#### Stored records:
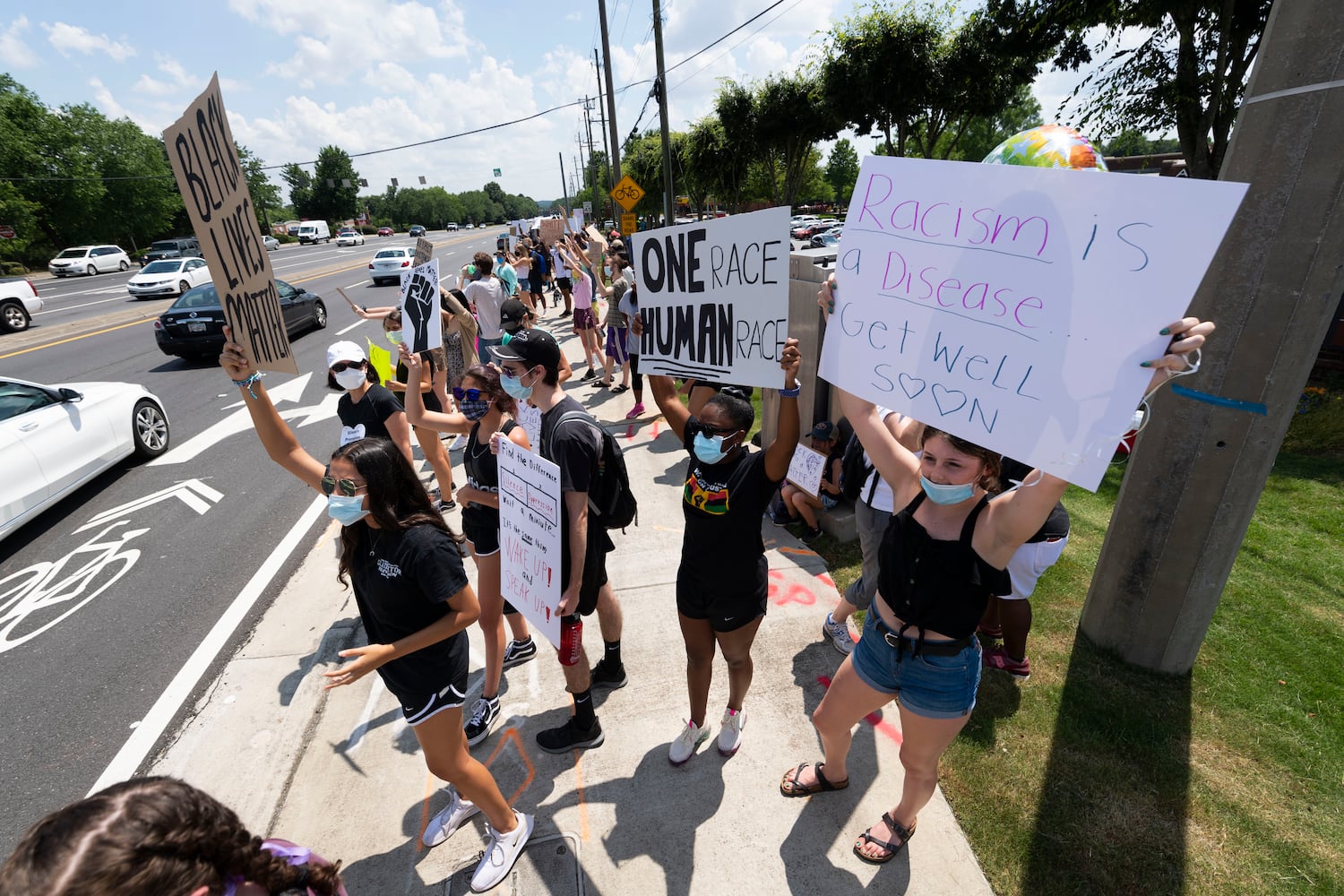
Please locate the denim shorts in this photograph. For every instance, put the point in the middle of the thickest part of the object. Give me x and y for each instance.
(926, 685)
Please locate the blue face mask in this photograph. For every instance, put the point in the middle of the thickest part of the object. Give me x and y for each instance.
(513, 386)
(346, 509)
(946, 493)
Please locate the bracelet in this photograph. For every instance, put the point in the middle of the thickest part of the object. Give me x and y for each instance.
(247, 383)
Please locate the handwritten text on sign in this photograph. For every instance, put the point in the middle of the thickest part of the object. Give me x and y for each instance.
(214, 188)
(530, 536)
(715, 298)
(1012, 306)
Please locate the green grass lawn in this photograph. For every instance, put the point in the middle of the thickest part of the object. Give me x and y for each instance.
(1096, 777)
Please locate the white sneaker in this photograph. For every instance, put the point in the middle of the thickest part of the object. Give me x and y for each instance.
(730, 731)
(685, 743)
(446, 823)
(839, 634)
(500, 853)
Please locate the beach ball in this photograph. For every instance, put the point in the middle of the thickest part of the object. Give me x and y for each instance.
(1047, 147)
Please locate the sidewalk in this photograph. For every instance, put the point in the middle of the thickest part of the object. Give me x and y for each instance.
(339, 771)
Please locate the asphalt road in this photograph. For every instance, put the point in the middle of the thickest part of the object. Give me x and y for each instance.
(172, 549)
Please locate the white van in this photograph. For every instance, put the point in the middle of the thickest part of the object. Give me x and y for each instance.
(314, 231)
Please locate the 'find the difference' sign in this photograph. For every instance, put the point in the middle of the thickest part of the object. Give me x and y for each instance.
(214, 188)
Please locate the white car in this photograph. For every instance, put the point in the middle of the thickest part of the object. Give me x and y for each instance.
(168, 277)
(89, 260)
(56, 438)
(389, 263)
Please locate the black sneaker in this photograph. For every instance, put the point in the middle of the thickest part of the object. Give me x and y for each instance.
(570, 737)
(486, 713)
(519, 651)
(609, 675)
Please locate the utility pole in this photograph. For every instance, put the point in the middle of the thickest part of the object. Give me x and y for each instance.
(601, 117)
(1199, 468)
(660, 88)
(610, 96)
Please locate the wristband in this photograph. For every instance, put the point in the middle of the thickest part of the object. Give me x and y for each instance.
(247, 383)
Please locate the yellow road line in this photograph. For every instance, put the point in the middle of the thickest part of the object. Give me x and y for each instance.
(24, 351)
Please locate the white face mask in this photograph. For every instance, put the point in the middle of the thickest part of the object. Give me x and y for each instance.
(351, 378)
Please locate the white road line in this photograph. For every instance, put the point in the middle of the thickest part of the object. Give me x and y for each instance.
(137, 747)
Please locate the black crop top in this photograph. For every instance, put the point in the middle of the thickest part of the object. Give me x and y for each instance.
(935, 584)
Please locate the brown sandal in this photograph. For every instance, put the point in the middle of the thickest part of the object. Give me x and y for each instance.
(790, 788)
(900, 831)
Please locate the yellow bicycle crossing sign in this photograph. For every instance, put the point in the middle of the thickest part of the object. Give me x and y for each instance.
(628, 194)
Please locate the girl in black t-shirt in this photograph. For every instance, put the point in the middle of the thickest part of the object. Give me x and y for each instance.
(720, 584)
(484, 408)
(414, 600)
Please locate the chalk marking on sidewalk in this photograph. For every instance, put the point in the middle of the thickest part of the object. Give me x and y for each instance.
(155, 721)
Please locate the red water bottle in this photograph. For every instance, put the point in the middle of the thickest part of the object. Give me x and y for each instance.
(572, 640)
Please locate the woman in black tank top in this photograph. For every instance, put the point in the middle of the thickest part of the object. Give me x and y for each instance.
(484, 409)
(941, 559)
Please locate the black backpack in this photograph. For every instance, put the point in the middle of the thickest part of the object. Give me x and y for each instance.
(610, 497)
(854, 470)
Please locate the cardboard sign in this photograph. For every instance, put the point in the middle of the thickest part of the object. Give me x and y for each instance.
(214, 188)
(715, 298)
(422, 327)
(806, 469)
(530, 536)
(1012, 306)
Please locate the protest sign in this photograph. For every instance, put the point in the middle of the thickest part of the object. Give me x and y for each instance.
(715, 298)
(530, 536)
(1012, 306)
(214, 188)
(422, 328)
(806, 469)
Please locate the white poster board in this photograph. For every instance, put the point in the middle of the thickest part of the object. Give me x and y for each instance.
(1012, 306)
(806, 469)
(422, 327)
(530, 536)
(715, 298)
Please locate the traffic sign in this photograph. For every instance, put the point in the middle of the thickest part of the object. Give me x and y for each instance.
(628, 194)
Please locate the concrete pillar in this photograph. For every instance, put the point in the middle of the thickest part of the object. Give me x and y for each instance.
(1199, 469)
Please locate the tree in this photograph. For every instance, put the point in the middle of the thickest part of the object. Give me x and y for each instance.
(1190, 72)
(843, 169)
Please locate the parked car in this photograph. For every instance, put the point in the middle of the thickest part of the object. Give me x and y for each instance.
(177, 247)
(19, 303)
(194, 325)
(56, 438)
(168, 277)
(89, 260)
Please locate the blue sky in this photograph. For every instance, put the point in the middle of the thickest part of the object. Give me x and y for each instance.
(370, 75)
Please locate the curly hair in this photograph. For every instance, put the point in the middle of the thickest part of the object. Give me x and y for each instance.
(150, 836)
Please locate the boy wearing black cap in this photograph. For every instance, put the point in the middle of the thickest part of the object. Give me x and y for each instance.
(530, 366)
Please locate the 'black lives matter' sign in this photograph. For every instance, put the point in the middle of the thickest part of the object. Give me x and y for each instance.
(201, 148)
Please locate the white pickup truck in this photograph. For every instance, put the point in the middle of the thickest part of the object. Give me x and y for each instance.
(18, 304)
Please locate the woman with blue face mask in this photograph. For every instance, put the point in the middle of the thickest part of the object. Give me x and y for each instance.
(940, 560)
(722, 584)
(414, 600)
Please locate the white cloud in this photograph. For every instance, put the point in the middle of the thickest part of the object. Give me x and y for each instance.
(13, 47)
(67, 38)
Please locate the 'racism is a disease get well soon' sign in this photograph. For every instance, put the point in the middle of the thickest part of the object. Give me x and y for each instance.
(1012, 306)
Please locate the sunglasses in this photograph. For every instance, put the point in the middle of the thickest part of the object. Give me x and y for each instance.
(347, 487)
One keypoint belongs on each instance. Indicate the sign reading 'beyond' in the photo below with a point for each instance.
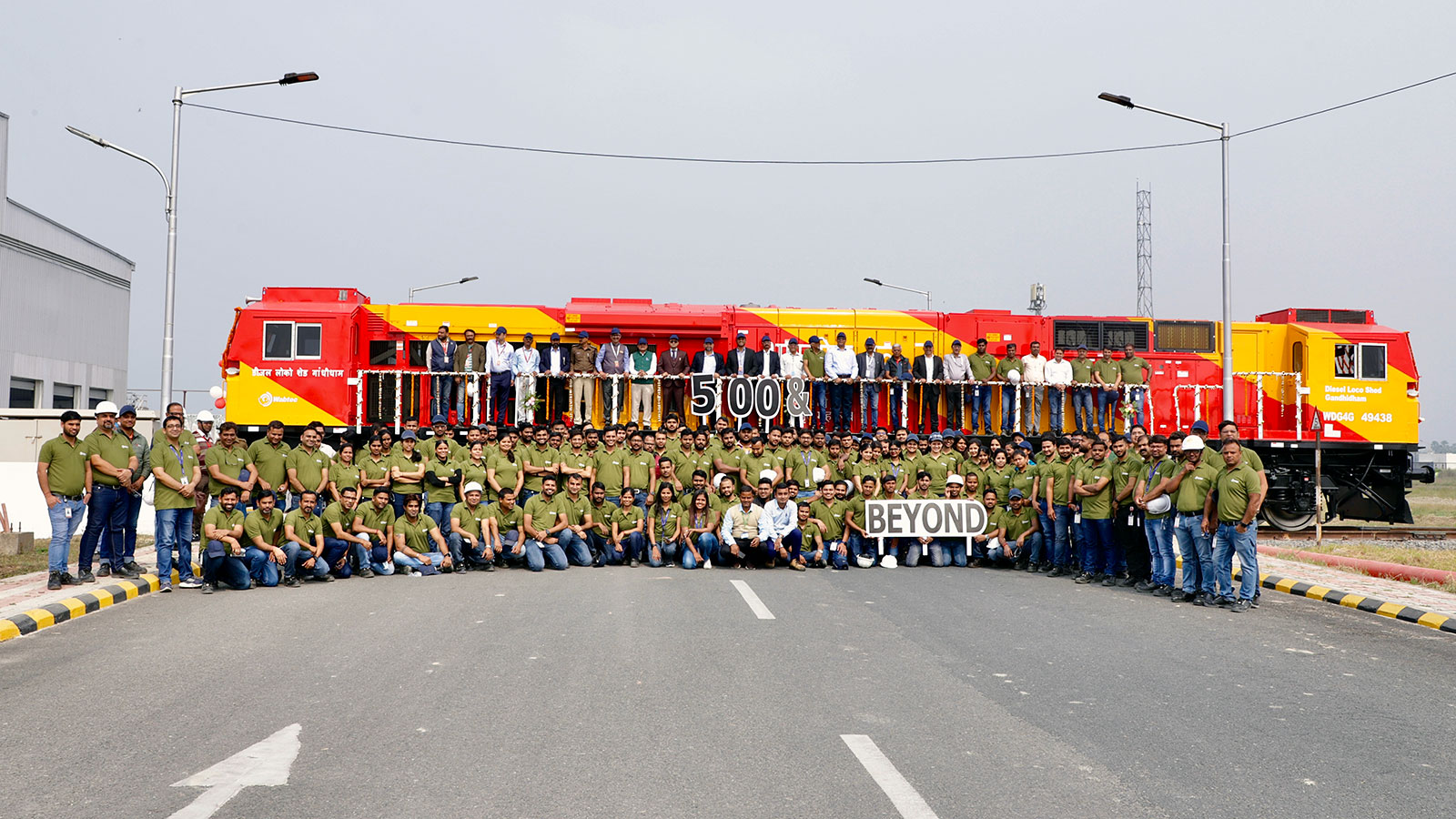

#### Exercise:
Arrange every line of the data above as a Markdown table with the columns Row and Line, numbering the rows and skipping blank lines. Leave the pictures out.

#### Solution to this task:
| Row | Line |
|---|---|
| 1 | Please locate the denim shorts in this photograph. For every instance, put the point in the middle of the thickest part of the object. Give me x and y for each instance. |
| 2 | (926, 685) |
| 3 | Please locate the blue face mask in this photograph. For every instance, put the point in the middle of the thickest part of the object. Give me x and y for each instance. |
| 4 | (513, 386) |
| 5 | (346, 509) |
| 6 | (946, 493) |
| 7 | Please locate the bracelet in this photograph. For every instance, put the point in the middle of the thickest part of the object. Give me x and y for each instance. |
| 8 | (247, 383) |
| 9 | Please locate the handwritten text on sign in this photograph. For every instance, put the point in the middle of the thickest part of the object. Give me x and y for each instance. |
| 10 | (214, 188) |
| 11 | (530, 536) |
| 12 | (715, 298) |
| 13 | (1012, 306) |
| 14 | Please locate the green grass lawn in this photograph. For every instance, put the point in the middle of the thickest part of the object. Give me x and y for each instance. |
| 15 | (1096, 777) |
| 16 | Please locate the white sneaker in this photograph. For every instance, put the point in the middle of the thickest part of the object. Give me x and y for each instance. |
| 17 | (730, 731) |
| 18 | (685, 743) |
| 19 | (446, 823) |
| 20 | (839, 634) |
| 21 | (500, 853) |
| 22 | Please locate the beach ball in this photograph. For every instance, put the point in the middle of the thickest part of the object. Give me x and y for each instance. |
| 23 | (1047, 147) |
| 24 | Please locate the sidewalk in this photograph. For every instance, put the point in the middle of the thickest part of the object. Give me x and y for each instance. |
| 25 | (339, 771) |
| 26 | Please locate the asphalt road in this photograph. For every instance, put the point in the middle of the thickest part of the object. Give me x and y for each instance. |
| 27 | (172, 549) |
| 28 | Please locate the white van in this photograph. For every instance, put the point in the middle of the thickest part of the object. Give me x and y for each instance. |
| 29 | (314, 231) |
| 30 | Please locate the 'find the difference' sign in this photograph. For every instance, put the point in the middle of the thickest part of the object. Give me x and y for each instance. |
| 31 | (214, 188) |
| 32 | Please locate the white car in this photograph. For every instance, put the point in the middle of the thickest part of the object. Give me x and y for each instance. |
| 33 | (168, 277) |
| 34 | (89, 260) |
| 35 | (56, 438) |
| 36 | (389, 263) |
| 37 | Please locate the black sneaker in this photograph. For every instance, put the point in the middle of the thickest part of the object. Give me x and y for each instance. |
| 38 | (570, 737) |
| 39 | (486, 713) |
| 40 | (519, 651) |
| 41 | (609, 675) |
| 42 | Please locate the utility pole in this photograph. For every instance, put the point in the middle of the thickest part of the object. Give me x and y for each instance. |
| 43 | (601, 117) |
| 44 | (1199, 468) |
| 45 | (660, 88) |
| 46 | (610, 96) |
| 47 | Please locate the wristband in this photograph. For every instance, put the point in the middle of the thickest part of the object. Give me x and y for each instance. |
| 48 | (247, 383) |
| 49 | Please locate the yellow road line in this photograph. For every instance, put the point in the middle of the thickest part of the object. Give me x and y for each instance. |
| 50 | (24, 351) |
| 51 | Please locate the white face mask in this photograph. For every instance, put the point in the middle of the thickest part of the object. Give me x and y for each instance. |
| 52 | (351, 378) |
| 53 | Please locate the white road line in this photograph. For every instance, put the point in the middle of the thickest part of the object. Give me x and y for each instance. |
| 54 | (137, 747) |
| 55 | Please locate the black crop top in this photograph. For every instance, put the point in the middle of the thickest part of the object. Give me x and y for each instance. |
| 56 | (935, 584) |
| 57 | Please locate the brown sandal in this photograph. For every instance, put the point in the middle of the thickest part of the object. Give me x and y for each instance. |
| 58 | (790, 788) |
| 59 | (900, 831) |
| 60 | Please locate the yellow bicycle crossing sign in this photograph. For every instance, put the point in the middle of the thickest part of the object. Give me x and y for each instance. |
| 61 | (628, 194) |
| 62 | Please locate the girl in black t-shirt in this photograph. For every instance, put the point in the middle of the thickest part of the object. Give me x and y for each instance. |
| 63 | (720, 584) |
| 64 | (484, 408) |
| 65 | (414, 600) |
| 66 | Please locate the chalk marking on sidewalk in this photograph. For every instance, put the point in the middle of the thickest part of the object. Give me x and y for each instance. |
| 67 | (155, 721) |
| 68 | Please locate the red water bottle in this photograph. For every instance, put the point in the middle of the thickest part of the object. Give me x and y for each instance. |
| 69 | (572, 640) |
| 70 | Please locate the woman in black tank top in this photograph. For every instance, put the point in the middle of the thickest part of the object. Give me x and y for each instance. |
| 71 | (484, 409) |
| 72 | (941, 559) |
| 73 | Please locate the black backpack in this photograph. For every instance, put the point in the middle of the thickest part of the object. Give me x and y for each instance. |
| 74 | (610, 497) |
| 75 | (854, 470) |
| 76 | Please locate the cardboard sign in this photograph. For every instance, put the point in the middle of the thickest part of the object. Give me x and y for each instance. |
| 77 | (214, 188) |
| 78 | (715, 298) |
| 79 | (422, 327) |
| 80 | (806, 469) |
| 81 | (530, 536) |
| 82 | (1012, 306) |
| 83 | Please locate the protest sign in this photograph. For every instance, put the point in the middle of the thickest part of the object. Give me x and y for each instance. |
| 84 | (715, 298) |
| 85 | (530, 536) |
| 86 | (1012, 306) |
| 87 | (214, 188) |
| 88 | (422, 328) |
| 89 | (806, 469) |
| 90 | Please locate the white poster board in this photograph. For every instance, put the point in the middle of the thickest part of the object. Give me x and y for each instance. |
| 91 | (1012, 306) |
| 92 | (806, 469) |
| 93 | (422, 327) |
| 94 | (530, 536) |
| 95 | (715, 298) |
| 96 | Please locate the traffic sign in this photograph. For every instance, put the point in the middle of the thickest part of the object. Give me x and y for each instance. |
| 97 | (628, 194) |
| 98 | Please locate the concrete pillar in this photograph. For every instance, put the point in the middle of the thickest part of the object. Give me x and y for each instance. |
| 99 | (1199, 469) |
| 100 | Please locate the tree in this photograph. For every instance, put the point in the middle of the thickest part of the object. Give me x and y for each instance. |
| 101 | (1190, 72) |
| 102 | (843, 169) |
| 103 | Please locate the parked car in this photograph. For every instance, put the point in the middle of the thickest part of the object. Give me x and y for each instance. |
| 104 | (177, 247) |
| 105 | (19, 303) |
| 106 | (194, 325) |
| 107 | (56, 438) |
| 108 | (168, 277) |
| 109 | (89, 260) |
| 110 | Please locate the blue sky in this photograph. For every instance, put the point in the middle of the thickest part of the object. Give me x and y for each instance. |
| 111 | (370, 75) |
| 112 | Please locate the curly hair in this photograph. For every instance, put the point in the middle of the thickest part of the object. Give me x and y for each instance. |
| 113 | (150, 836) |
| 114 | Please locate the boy wearing black cap in this photograph. For every instance, put the point in the middle of the thickest part of the object. Give me x and y for each instance. |
| 115 | (530, 366) |
| 116 | Please locate the 'black lives matter' sign in this photograph. For every instance, put the point in the middle of the thickest part of the object. Give me x and y for each instance. |
| 117 | (201, 148) |
| 118 | Please locate the white pickup truck in this photograph. For every instance, put the point in the middle of the thickest part of the object. Give me x and y for each instance. |
| 119 | (18, 304) |
| 120 | Please locate the woman with blue face mask in this photograph. For every instance, put the point in the middle of the thickest part of the object. Give me x and y for each instance. |
| 121 | (940, 560) |
| 122 | (722, 584) |
| 123 | (414, 600) |
| 124 | Please locate the white cloud in this photograph. For every instance, put the point in the middle of the thickest part of the object. Give me x and y for each instance. |
| 125 | (13, 47) |
| 126 | (67, 38) |
| 127 | Please locate the 'racism is a disease get well soon' sign in this photograph. For every instance, put the point in the middle of the thickest part of the object. Give me x and y for each instance. |
| 128 | (1012, 306) |
| 129 | Please locate the sunglasses in this photograph. For every instance, put the point in the middle of the thickest part of the object. Give me x and y for each instance. |
| 130 | (347, 487) |
| 131 | One keypoint belongs on each instance. Indicate the sign reading 'beyond' in the photo below with a point for each instance. |